DIRECTIVE A
In the Java generics discussion, why does erasure exist?
━━━━━ SOURCE TEXT ━━━━━
From: Patricia Shanahan on
Mike Schilling wrote:
> Peter Duniho wrote:
>> On Sat, 10 Oct 2009 00:05:37 -0700, Mike Schilling
>> <mscottschilling(a)hotmail.com> wrote:
>>
>>> Erasure is needed for compatibility with the non-generic version of
>>> the type, and that's the only reason it exists. If generics had
>>> been
>>> present from the beginning, the type parameters would be
>>> first-class
>>> parts of the type, just as they are for arrays. (And just as they
>>> are in .NET, where generics were used only in newly introduced
>>> classes.)
>> Though, .NET illustrates that an alternative approach would have
>> been
>> to simply create a new, parallel group of classes supporting
>> generics, rather than to insist that the old classes be reusable via
>> generics.
>
> It's technically feasible, sure, but given the amount of existing Java
> code when 1.5 was introduced, imagine the dumbfoundment with which a
> new and incompatible set of, e.g. collections classes (and, far worse,
> collection interfaces) would have been greeted.
━━━━━ MATERIALS PROVIDED ━━━━━
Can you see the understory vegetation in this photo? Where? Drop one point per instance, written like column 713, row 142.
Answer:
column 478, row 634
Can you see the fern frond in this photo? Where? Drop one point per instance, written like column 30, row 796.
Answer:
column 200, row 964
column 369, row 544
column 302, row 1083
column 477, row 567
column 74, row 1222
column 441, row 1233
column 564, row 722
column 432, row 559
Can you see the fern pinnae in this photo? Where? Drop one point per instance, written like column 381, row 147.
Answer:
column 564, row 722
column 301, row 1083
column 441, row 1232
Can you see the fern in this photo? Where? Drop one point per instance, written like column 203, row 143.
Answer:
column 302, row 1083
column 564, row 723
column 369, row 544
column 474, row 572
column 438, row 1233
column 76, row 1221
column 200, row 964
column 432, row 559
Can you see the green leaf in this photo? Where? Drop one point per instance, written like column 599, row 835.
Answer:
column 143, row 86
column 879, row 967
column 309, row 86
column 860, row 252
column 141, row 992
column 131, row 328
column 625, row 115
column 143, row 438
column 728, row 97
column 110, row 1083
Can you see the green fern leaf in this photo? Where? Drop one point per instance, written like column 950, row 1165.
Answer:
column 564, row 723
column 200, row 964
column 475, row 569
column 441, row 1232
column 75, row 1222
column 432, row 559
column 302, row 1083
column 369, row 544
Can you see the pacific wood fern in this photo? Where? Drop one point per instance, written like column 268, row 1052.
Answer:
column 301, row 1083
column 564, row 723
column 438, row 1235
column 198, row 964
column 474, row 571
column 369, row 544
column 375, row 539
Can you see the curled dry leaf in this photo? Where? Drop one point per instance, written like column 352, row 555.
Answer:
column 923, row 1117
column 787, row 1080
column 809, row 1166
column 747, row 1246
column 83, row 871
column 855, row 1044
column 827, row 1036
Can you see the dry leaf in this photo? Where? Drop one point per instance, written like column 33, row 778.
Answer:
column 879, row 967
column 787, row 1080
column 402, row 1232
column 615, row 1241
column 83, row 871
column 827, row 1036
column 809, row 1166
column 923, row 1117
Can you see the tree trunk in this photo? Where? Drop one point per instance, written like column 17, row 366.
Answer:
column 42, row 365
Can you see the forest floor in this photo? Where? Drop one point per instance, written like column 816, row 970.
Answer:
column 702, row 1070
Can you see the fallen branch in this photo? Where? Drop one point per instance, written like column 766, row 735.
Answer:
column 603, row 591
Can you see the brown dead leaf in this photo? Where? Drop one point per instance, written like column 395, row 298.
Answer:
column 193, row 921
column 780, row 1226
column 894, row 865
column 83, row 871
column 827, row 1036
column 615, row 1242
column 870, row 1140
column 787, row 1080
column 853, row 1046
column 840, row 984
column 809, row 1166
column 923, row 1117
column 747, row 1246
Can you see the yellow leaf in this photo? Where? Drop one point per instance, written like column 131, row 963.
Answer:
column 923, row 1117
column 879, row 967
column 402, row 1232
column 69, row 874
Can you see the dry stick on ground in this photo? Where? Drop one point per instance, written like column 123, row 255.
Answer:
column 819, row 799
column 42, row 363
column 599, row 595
━━━━━
DIRECTIVE B
Rewrite the records from the line containing "Can you see the forest" through the end of the records, both ends included, changing "stick" to "twig" and nothing else. Return only those lines.

WORKED ANSWER A
Erasure exists for compatibility with the non-generic version of the type, and that is its only reason. If generics had been present from the beginning, type parameters would have been first-class parts of the type, as they are for arrays.

WORKED ANSWER B
Can you see the forest floor in this photo? Where? Drop one point per instance, written like column 816, row 970.
Answer:
column 702, row 1070
Can you see the fallen branch in this photo? Where? Drop one point per instance, written like column 766, row 735.
Answer:
column 603, row 591
Can you see the brown dead leaf in this photo? Where? Drop one point per instance, written like column 395, row 298.
Answer:
column 193, row 921
column 780, row 1226
column 894, row 865
column 83, row 871
column 827, row 1036
column 615, row 1242
column 870, row 1140
column 787, row 1080
column 853, row 1046
column 840, row 984
column 809, row 1166
column 923, row 1117
column 747, row 1246
Can you see the yellow leaf in this photo? Where? Drop one point per instance, written like column 131, row 963.
Answer:
column 923, row 1117
column 879, row 967
column 402, row 1232
column 69, row 874
Can you see the dry twig on ground in this photo? Where? Drop one point per instance, written like column 123, row 255.
Answer:
column 819, row 799
column 42, row 363
column 599, row 595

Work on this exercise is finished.